■ TASK TO CARRY OUT
Each line from the one containing "Note: one point per instance of the eyeglass" to the end of the records below should be restated word for word; please leave out all other lines.
(GIVEN RECORDS begins)
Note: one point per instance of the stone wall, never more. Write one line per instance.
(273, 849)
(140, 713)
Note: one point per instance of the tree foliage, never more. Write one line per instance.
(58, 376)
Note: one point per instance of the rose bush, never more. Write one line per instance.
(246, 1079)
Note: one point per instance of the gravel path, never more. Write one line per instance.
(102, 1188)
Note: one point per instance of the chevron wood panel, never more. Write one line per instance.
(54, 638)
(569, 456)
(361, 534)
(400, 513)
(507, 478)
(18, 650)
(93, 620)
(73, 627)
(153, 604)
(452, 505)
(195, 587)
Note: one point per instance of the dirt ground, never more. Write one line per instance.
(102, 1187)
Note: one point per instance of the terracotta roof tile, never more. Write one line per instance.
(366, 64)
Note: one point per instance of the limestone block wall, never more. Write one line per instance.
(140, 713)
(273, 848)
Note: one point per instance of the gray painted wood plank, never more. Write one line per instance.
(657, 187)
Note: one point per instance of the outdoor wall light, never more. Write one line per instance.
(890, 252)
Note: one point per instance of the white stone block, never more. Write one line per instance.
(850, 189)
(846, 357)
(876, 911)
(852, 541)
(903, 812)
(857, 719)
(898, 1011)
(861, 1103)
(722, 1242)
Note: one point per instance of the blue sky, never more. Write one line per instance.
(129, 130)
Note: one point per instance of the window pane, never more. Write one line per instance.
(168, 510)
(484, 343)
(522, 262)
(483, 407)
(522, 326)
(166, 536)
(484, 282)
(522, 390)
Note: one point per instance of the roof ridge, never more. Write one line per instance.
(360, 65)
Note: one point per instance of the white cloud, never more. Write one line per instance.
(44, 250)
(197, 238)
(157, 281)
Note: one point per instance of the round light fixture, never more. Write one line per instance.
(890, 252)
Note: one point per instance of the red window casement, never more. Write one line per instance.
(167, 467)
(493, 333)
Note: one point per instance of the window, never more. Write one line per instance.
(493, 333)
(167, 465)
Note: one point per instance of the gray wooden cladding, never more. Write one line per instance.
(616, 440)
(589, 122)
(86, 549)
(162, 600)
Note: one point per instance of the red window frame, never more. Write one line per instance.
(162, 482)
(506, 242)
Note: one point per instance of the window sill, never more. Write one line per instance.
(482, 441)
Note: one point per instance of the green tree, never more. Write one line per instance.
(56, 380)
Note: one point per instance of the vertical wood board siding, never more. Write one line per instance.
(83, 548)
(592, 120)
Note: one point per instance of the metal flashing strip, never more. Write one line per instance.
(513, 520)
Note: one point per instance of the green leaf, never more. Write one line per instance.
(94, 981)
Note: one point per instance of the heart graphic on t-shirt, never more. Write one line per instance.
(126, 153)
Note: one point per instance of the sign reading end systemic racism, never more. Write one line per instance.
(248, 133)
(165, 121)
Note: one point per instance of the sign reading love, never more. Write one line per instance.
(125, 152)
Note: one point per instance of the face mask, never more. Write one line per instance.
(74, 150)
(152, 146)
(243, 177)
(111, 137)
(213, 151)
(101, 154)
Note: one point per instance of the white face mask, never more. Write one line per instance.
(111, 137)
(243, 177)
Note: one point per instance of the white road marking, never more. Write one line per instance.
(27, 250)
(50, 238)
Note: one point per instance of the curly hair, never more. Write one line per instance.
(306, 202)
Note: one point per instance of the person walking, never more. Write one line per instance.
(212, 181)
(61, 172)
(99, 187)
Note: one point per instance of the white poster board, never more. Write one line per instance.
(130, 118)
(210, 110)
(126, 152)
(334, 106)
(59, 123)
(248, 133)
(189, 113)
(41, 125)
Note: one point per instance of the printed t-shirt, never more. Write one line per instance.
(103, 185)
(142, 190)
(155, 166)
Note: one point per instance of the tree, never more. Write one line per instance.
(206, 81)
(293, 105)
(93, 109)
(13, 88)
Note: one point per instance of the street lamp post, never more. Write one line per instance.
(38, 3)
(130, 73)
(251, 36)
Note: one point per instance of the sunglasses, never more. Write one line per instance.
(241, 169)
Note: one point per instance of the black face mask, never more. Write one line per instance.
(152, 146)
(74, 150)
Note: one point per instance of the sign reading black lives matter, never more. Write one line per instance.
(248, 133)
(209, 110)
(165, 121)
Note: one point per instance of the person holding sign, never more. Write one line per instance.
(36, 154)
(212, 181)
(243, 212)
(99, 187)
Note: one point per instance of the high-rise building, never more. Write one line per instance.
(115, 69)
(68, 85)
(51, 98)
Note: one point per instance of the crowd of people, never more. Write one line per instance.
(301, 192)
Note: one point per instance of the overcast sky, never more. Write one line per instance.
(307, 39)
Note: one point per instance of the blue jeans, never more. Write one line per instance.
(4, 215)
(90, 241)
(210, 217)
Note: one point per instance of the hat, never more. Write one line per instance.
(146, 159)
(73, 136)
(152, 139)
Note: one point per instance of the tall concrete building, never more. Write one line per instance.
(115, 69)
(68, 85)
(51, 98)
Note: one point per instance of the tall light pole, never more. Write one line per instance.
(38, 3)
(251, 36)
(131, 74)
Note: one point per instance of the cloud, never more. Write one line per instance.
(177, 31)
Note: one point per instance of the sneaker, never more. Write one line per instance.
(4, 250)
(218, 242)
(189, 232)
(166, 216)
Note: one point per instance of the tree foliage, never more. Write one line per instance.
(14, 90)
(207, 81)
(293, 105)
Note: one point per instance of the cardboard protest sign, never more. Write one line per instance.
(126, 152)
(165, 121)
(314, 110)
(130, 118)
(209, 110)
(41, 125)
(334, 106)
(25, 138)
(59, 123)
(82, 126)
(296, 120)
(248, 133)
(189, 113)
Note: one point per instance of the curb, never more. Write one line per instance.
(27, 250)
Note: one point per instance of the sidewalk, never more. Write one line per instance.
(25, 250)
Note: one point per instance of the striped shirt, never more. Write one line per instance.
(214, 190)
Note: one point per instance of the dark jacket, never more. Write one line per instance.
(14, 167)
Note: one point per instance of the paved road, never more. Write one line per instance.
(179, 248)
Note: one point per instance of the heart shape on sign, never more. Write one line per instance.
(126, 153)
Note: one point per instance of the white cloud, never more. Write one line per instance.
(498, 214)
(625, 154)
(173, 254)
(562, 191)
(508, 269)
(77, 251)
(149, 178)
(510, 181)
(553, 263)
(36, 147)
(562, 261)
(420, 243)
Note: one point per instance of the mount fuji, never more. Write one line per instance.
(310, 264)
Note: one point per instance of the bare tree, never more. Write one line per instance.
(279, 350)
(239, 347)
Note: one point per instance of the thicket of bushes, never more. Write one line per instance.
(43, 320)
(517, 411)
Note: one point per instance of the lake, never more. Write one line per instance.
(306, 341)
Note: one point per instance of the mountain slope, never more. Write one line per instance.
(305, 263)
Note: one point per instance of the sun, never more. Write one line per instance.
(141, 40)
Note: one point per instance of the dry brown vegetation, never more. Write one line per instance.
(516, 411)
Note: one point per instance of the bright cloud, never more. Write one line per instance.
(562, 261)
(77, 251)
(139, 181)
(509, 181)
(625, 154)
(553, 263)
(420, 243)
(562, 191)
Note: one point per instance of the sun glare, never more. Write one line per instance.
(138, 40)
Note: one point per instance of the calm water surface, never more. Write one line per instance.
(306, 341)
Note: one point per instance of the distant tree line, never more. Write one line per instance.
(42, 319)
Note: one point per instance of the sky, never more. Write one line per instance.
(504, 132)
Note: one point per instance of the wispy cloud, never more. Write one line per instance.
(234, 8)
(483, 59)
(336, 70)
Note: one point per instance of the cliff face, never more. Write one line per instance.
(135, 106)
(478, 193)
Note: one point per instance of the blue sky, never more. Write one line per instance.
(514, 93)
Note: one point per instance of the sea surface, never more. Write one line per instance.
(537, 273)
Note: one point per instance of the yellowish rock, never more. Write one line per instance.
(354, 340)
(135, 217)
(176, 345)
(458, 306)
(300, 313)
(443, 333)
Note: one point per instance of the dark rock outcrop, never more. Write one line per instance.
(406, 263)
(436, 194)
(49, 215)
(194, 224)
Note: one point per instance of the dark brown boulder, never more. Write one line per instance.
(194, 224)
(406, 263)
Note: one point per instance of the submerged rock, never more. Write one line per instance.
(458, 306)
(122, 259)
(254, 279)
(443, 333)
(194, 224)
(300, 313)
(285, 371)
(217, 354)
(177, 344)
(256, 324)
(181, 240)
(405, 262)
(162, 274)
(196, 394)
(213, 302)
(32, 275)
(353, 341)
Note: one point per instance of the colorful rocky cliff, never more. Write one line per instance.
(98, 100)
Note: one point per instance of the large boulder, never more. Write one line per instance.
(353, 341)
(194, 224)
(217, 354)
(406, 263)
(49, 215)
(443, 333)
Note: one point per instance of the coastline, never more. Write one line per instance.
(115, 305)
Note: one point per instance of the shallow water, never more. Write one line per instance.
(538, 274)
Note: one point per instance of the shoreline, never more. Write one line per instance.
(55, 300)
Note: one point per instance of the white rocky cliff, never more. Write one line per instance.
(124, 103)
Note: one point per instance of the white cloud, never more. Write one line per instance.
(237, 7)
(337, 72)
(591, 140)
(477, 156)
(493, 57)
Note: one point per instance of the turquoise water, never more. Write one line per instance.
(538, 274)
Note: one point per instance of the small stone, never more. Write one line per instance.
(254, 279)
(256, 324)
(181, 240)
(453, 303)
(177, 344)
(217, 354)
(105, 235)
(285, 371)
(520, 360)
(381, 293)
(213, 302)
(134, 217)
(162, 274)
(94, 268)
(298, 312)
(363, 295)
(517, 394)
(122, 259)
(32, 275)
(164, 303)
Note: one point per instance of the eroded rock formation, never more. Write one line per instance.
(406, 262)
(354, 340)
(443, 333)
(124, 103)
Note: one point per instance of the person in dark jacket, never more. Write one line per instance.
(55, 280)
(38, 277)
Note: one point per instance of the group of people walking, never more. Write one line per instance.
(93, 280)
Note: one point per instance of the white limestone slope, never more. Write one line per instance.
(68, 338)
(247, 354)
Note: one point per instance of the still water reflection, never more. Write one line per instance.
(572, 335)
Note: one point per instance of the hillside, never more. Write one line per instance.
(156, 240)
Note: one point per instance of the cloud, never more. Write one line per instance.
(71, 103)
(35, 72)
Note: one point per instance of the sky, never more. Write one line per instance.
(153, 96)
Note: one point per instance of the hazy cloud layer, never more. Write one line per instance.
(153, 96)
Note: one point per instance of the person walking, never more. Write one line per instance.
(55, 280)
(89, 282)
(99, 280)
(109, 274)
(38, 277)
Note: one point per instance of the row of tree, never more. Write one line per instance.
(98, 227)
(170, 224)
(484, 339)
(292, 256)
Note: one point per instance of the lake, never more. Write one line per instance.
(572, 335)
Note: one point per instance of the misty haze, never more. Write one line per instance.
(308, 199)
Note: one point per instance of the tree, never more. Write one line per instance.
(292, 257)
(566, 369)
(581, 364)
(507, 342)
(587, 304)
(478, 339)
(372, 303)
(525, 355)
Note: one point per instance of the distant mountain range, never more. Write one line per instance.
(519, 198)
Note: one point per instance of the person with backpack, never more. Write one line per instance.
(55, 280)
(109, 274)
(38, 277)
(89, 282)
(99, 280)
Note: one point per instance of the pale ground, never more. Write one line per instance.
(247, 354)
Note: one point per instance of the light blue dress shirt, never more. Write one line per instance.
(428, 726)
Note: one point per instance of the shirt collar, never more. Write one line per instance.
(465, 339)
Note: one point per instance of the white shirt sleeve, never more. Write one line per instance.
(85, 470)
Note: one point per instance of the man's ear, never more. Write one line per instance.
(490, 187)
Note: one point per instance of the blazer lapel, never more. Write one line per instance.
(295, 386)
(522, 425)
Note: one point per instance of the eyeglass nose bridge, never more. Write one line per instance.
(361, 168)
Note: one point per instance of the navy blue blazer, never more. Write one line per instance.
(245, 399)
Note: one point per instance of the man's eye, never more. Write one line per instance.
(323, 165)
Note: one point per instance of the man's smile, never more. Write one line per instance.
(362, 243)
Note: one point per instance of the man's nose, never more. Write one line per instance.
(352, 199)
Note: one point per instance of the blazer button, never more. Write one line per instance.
(GIVEN RECORDS ends)
■ OUTPUT FOR THIS EXERCISE
Note: one point per instance of the eyeglass nose bridge, never more. Write one line per instance.
(361, 168)
Note: one point per instance of the navy blue blazer, never more. Write one line per instance.
(245, 399)
Note: one point per instance of the man's eye, never more. Write one line per instance.
(323, 165)
Note: one point per instance of the man's smile, never more. Write one line per instance.
(362, 243)
Note: one point per instance of the man's nose, never more. Write one line per instance.
(352, 199)
Note: one point per instance of the blazer button, never more. Write one line per instance.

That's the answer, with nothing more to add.